> _Problem_: From the forum discussion of the market downturn below, quote word for word the stretch from "I was trying" through "nicely once again.".

> _Text segment_:
■ ■ ■

Here's a statement of the obvious: The opinions expressed here are those of the participants, not those of the Mutual Fund Observer. We cannot vouch for the accuracy or appropriateness of any of it, though we do encourage civility and good humor.
It smells like we'll end up on the lows and a bunch. Hope I'm wrong, but this has looked major ugly from early on.
But then, not only are we going into a global recession, we've actually been in one since the dot.com meltdown and now the rest of the world is catching up. It also looks like this new Great Austerity will last for a long time - another ten years.
The market is puking because Uncle Ben hasn't OK'd QE3 and most of Euroland is broke. Without a continued influx of inkwet dollars - there's nothing keeping this sucker afloat.
Ouch. I'm sad, because I trust Rono's assessment of this here situation. This downturn has become secular, and it had been already, going back to The '08 Crash, which followed "prosperous" years built on sand, air, promises (as opposed to actual stuff you could trust) and debt---which represents further promises of stuff not yet held in your hand. And as Jane Curtin reported on the SNL week-end news years ago, "one in the hand is worth two in the bush." I'll deliberately neglect to mention her context. (LAUGH!!!)
We are in a funk. The benefits of diversification are not what they used to be either, since we are indeed all so interconnected now: instantaneous huge-volume trading around the world in the blink of an eye. To pretend that diversification offers a measure of protection is to assume that The Dude ("The Big Lebowski") was effective in protecting his privacy by installing permanent, nailed-down doorstops on the floor inside his house, though the door opened OUTWARD. Diversification MIGHT merely keep a bad situation from getting to be utterly putrid. And this negative economy will not get magically fixed anytime soon. This is a 1930s-like extended Depression.
I was trying to cheer up wifey about it all, earlier today: sooner or later, world leaders who care only about money (not safeguarding and protecting people from economic exploitation) will again take over the reins, and we will once again have Regulators and Legislators asleep at the wheel while corporation can resume making money hand over fist as we cope with the way they abuse us. But the stock market will do very nicely once again.

■ ■ ■

Stored dataset items:

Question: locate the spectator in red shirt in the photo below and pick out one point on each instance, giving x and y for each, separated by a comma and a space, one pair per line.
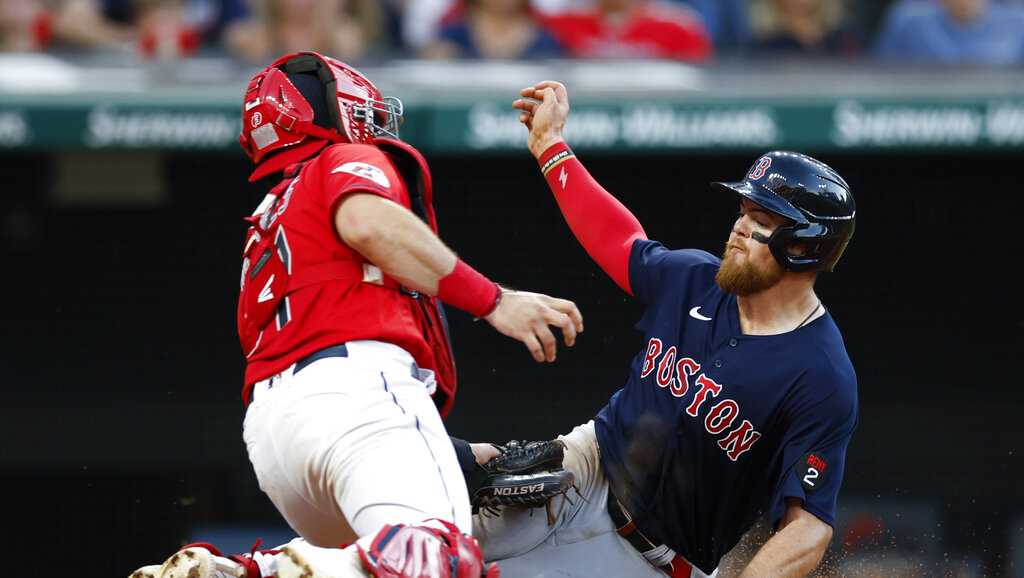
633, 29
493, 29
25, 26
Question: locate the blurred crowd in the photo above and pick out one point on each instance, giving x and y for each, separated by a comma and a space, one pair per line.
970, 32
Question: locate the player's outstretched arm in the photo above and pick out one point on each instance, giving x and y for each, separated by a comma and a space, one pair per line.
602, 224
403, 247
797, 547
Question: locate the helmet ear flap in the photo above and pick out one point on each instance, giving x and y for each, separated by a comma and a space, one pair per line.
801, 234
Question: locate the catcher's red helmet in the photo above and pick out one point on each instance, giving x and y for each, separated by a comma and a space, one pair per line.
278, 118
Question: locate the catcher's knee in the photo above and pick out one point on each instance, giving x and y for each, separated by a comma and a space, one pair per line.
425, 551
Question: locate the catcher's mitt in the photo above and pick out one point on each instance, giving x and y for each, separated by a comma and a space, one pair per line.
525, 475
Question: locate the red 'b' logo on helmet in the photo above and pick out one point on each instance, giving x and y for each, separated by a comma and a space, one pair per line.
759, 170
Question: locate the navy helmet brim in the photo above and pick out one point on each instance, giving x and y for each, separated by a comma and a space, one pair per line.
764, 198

■ ■ ■

> _Response to this exercise_:
I was trying to cheer up wifey about it all, earlier today: sooner or later, world leaders who care only about money (not safeguarding and protecting people from economic exploitation) will again take over the reins, and we will once again have Regulators and Legislators asleep at the wheel while corporation can resume making money hand over fist as we cope with the way they abuse us. But the stock market will do very nicely once again.